BEGIN INFORMATION PROVIDED

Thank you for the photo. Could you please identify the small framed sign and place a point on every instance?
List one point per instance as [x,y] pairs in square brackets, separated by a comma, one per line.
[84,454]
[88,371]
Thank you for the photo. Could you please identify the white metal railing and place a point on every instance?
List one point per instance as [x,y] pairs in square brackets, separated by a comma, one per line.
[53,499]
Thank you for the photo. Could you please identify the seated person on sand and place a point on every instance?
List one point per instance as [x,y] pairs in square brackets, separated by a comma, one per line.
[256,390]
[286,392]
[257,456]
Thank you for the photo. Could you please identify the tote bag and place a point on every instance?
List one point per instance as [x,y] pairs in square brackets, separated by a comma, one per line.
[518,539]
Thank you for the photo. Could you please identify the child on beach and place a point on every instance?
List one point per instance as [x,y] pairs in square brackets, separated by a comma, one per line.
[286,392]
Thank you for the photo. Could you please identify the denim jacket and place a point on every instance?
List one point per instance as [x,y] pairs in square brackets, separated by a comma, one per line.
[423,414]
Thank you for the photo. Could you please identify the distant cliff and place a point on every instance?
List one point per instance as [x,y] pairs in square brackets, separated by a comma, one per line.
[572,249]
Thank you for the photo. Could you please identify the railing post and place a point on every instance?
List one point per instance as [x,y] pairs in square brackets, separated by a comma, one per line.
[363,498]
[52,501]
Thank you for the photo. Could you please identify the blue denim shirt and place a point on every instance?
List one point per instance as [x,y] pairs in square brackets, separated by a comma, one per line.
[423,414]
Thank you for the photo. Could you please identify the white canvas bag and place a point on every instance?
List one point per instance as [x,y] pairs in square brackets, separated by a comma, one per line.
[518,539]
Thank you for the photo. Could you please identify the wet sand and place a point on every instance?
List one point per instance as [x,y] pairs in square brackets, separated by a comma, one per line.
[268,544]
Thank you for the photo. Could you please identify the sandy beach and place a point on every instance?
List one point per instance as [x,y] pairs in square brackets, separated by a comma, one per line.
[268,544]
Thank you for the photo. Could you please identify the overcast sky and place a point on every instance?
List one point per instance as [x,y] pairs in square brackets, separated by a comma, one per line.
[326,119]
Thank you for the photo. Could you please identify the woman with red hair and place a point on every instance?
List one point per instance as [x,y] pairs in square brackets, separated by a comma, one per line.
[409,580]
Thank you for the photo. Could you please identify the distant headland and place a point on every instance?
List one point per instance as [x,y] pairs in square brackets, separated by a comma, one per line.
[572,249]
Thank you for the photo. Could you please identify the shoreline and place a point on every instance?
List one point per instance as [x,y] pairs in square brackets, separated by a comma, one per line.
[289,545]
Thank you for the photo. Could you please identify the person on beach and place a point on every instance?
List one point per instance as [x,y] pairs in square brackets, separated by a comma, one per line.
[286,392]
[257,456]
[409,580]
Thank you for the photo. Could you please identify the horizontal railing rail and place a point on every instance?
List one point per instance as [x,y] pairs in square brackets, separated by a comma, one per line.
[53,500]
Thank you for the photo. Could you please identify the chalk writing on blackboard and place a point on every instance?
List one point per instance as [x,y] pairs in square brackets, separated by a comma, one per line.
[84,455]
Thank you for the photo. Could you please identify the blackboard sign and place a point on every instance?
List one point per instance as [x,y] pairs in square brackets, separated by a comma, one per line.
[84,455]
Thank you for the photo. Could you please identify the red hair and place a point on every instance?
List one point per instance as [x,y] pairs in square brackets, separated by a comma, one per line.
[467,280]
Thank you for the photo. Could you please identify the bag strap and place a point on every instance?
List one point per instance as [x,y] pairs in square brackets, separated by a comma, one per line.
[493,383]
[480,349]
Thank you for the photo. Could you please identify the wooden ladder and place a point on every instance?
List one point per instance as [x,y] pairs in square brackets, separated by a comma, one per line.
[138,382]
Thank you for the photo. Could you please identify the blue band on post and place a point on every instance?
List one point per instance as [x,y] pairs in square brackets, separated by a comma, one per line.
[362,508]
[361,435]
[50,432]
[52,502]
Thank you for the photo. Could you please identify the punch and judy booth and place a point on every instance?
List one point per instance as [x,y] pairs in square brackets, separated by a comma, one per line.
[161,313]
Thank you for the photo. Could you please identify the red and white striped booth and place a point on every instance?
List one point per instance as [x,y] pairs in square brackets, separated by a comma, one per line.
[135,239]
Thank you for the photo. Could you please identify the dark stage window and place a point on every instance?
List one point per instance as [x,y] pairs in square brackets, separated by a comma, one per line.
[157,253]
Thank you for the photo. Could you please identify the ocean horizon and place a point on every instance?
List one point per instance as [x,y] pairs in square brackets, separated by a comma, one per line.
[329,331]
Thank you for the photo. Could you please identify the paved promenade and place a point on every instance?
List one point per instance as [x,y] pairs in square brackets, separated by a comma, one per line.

END INFORMATION PROVIDED

■ REQUIRED TASK ■
Copy, character for character, the lines from the line that holds "Thank you for the photo. Could you please identify the wooden" through the final line of the records above.

■ THE REPLY ■
Thank you for the photo. Could you please identify the wooden ladder and place a point on every instance?
List one point per instance as [x,y] pairs in square brackets, separated by a comma, one per line.
[138,382]
Thank you for the photo. Could you please identify the blue band on post and place a point on every instance?
List one point per instance as [x,y] pairs in square brackets, separated by a comma, one per line.
[362,508]
[361,435]
[50,432]
[52,502]
Thank you for the photo. Could you please identify the punch and judy booth and place a point on every instance?
List one point per instance as [x,y] pairs in square brackets, separated by a comma, one per line.
[161,313]
Thank you for the photo. Could you please identify the red and white striped booth and place a point on every instance?
List one point per instance as [x,y] pairs in square brackets, separated by a comma, one per line.
[135,239]
Thank you for the photo. Could you please identify the dark stage window and place a point on every instance?
List one point per instance as [x,y] pairs in square brackets, separated by a comma, one per line.
[157,253]
Thank you for the photo. Could you please identify the ocean horizon and place a point on every instance?
List one point per instance as [x,y] pairs in square brackets, separated by a comma, one per line.
[329,331]
Thank you for the photo. Could you please identify the paved promenade and place a point on every instance?
List one point per instance as [x,y] pairs in square brackets, separated by a comma, one per line.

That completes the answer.